• [Stated goal]: Recast all of the material below as a Markdown table with the columns No. and Text, giving each line its own numbered row and leaving out blank lines.

(Annotation records)
** START **
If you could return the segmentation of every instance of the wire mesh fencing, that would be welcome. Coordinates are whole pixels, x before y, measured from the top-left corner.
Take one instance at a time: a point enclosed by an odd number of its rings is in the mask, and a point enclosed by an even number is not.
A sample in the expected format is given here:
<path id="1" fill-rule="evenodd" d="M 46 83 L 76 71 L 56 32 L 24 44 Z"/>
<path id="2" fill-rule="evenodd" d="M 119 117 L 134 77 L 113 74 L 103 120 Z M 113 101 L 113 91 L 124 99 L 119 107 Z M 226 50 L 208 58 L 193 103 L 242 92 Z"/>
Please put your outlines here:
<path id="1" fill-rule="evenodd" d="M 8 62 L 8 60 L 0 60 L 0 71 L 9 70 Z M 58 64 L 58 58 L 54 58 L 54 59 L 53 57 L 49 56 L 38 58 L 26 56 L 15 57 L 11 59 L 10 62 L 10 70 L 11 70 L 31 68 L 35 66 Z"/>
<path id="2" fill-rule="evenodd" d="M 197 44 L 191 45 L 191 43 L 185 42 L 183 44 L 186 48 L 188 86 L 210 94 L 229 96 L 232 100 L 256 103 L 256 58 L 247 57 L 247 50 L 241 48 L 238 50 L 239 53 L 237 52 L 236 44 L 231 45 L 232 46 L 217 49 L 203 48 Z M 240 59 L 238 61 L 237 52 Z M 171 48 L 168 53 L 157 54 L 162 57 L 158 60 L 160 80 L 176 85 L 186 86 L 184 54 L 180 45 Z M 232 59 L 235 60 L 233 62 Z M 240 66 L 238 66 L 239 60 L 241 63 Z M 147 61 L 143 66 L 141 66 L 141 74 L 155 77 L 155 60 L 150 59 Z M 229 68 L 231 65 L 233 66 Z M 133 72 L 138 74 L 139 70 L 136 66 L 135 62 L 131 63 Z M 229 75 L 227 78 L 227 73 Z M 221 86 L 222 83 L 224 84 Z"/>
** END **
• [Output of the task]:
| No. | Text |
|---|---|
| 1 | If you could return the segmentation of every instance of the wire mesh fencing, that would be welcome. Coordinates are whole pixels, x before y, measured from the top-left corner. |
| 2 | Take one instance at a time: a point enclosed by an odd number of its rings is in the mask, and a point enclosed by an even number is not. |
| 3 | A sample in the expected format is given here: |
| 4 | <path id="1" fill-rule="evenodd" d="M 46 83 L 76 71 L 56 32 L 24 44 Z"/> |
| 5 | <path id="2" fill-rule="evenodd" d="M 119 117 L 134 77 L 113 74 L 103 120 Z M 113 101 L 113 91 L 124 99 L 119 107 Z M 226 50 L 208 58 L 193 103 L 242 92 Z"/> |
| 6 | Please put your outlines here: |
| 7 | <path id="1" fill-rule="evenodd" d="M 8 62 L 8 60 L 0 60 L 0 71 L 9 70 Z M 58 64 L 58 58 L 54 58 L 54 59 L 53 57 L 49 56 L 38 58 L 26 56 L 15 57 L 11 59 L 10 62 L 10 70 L 11 70 L 31 68 L 35 66 Z"/> |
| 8 | <path id="2" fill-rule="evenodd" d="M 197 44 L 191 45 L 191 43 L 185 42 L 183 44 L 186 48 L 188 86 L 210 94 L 229 96 L 232 100 L 256 103 L 256 58 L 247 57 L 247 50 L 241 48 L 238 50 L 239 53 L 237 52 L 236 44 L 231 45 L 232 46 L 217 49 L 203 48 Z M 240 59 L 238 61 L 237 52 Z M 171 48 L 168 53 L 157 54 L 162 57 L 158 60 L 160 80 L 176 85 L 186 86 L 184 54 L 180 45 Z M 232 59 L 235 60 L 233 62 Z M 240 66 L 238 66 L 239 60 L 241 63 Z M 147 61 L 143 66 L 141 66 L 141 74 L 155 77 L 155 60 L 150 59 Z M 229 68 L 231 65 L 233 66 Z M 133 72 L 138 74 L 139 70 L 136 66 L 135 62 L 131 63 Z M 229 75 L 227 78 L 227 73 Z M 221 86 L 222 83 L 224 84 Z"/> |